[Requirement]
Render the entries as a JSON list of strings with one string per line and no blank lines. Include only the lines from the one containing "locate auction sticker" through the last line of the entries.

Start of Supplied entries

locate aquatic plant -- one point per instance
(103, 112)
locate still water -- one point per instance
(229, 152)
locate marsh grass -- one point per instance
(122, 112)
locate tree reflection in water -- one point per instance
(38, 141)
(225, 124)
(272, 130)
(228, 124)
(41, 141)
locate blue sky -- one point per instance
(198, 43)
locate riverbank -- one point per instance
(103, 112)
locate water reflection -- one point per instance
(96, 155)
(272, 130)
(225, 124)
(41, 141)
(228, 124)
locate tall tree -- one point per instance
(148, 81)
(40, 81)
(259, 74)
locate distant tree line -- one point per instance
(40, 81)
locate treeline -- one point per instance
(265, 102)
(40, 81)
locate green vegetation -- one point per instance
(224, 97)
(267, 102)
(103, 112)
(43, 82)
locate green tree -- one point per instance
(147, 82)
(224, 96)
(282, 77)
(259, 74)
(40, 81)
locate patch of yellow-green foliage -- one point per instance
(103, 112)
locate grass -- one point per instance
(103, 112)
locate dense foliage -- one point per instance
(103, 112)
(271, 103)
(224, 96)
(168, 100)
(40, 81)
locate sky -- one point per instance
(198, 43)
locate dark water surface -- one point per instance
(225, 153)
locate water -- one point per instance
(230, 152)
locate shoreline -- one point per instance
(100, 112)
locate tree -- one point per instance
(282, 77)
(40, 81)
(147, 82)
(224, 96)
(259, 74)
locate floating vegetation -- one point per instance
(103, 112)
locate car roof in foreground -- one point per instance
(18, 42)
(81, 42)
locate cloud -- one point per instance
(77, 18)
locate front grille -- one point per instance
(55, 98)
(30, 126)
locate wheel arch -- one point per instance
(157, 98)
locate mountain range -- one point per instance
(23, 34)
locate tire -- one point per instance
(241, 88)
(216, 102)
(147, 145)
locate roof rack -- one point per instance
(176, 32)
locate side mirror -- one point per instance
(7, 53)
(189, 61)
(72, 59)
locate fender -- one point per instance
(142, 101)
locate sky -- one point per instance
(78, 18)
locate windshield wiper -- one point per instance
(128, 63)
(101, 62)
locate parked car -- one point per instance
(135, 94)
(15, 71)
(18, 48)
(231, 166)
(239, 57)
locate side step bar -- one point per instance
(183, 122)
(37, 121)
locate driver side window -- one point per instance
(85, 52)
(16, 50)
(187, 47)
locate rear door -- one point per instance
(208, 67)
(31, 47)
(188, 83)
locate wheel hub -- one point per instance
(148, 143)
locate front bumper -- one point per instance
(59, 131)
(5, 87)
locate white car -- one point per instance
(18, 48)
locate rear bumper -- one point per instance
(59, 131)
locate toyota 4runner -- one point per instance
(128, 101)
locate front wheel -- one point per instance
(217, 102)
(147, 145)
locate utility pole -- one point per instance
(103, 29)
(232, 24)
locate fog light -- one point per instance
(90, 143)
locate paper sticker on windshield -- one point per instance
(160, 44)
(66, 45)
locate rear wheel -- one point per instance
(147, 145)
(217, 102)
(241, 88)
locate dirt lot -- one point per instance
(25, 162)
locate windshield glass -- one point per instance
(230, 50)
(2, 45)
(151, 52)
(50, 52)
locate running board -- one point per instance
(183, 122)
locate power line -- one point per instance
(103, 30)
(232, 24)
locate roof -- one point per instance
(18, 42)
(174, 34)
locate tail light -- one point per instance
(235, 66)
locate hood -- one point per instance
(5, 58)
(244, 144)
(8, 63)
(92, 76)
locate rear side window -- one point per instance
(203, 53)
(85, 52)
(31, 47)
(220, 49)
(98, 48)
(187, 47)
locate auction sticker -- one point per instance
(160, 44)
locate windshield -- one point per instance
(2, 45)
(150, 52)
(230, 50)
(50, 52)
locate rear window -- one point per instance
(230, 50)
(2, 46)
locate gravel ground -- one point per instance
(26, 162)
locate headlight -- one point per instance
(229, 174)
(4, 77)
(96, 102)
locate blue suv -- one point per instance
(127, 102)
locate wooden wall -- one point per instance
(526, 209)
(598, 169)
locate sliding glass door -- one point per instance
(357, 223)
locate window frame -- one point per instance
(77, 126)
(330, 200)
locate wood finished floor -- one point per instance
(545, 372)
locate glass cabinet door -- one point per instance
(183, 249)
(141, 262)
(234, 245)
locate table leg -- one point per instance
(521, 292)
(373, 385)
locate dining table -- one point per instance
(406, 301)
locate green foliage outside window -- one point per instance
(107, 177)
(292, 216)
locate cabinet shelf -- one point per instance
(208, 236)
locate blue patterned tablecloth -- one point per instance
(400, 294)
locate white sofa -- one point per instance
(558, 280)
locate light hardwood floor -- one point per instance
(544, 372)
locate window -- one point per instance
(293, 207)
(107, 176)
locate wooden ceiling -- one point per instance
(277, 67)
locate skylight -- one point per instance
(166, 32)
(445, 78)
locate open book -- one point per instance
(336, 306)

End of Supplied entries

[Solution for this exercise]
[
  "locate auction sticker -- one point per instance",
  "(160, 44)",
  "locate windshield -- one point per instance",
  "(2, 45)",
  "(150, 52)",
  "(230, 50)",
  "(50, 52)",
  "locate rear window -- one point per instance",
  "(230, 50)",
  "(2, 46)",
  "locate gravel ground -- one point per instance",
  "(26, 162)",
  "locate headlight -- one point per instance",
  "(229, 174)",
  "(4, 77)",
  "(96, 102)",
  "locate blue suv -- one point per instance",
  "(127, 102)",
  "locate wooden wall -- one point per instance",
  "(526, 209)",
  "(598, 169)",
  "locate sliding glass door -- one point per instance",
  "(357, 223)",
  "locate window frame -- one point per instance",
  "(77, 126)",
  "(330, 200)",
  "locate wood finished floor -- one point per instance",
  "(545, 372)",
  "locate glass cabinet door -- one point per instance",
  "(183, 249)",
  "(141, 262)",
  "(234, 245)",
  "locate table leg -- one point per instance",
  "(521, 292)",
  "(373, 385)",
  "locate dining table -- one point per instance",
  "(406, 301)",
  "locate green foliage outside window -- one point per instance",
  "(107, 177)",
  "(292, 216)",
  "locate cabinet shelf -- one point per instance",
  "(208, 236)",
  "locate blue patterned tablecloth -- one point per instance",
  "(400, 294)",
  "locate white sofa -- one point per instance",
  "(558, 280)",
  "locate light hardwood floor -- one point per instance",
  "(544, 372)",
  "locate window -- one point per instance",
  "(293, 207)",
  "(107, 176)",
  "locate wooden ceiling -- one point per instance",
  "(277, 67)",
  "locate skylight -- one point per instance",
  "(166, 32)",
  "(445, 78)",
  "locate open book -- one point per instance",
  "(336, 306)"
]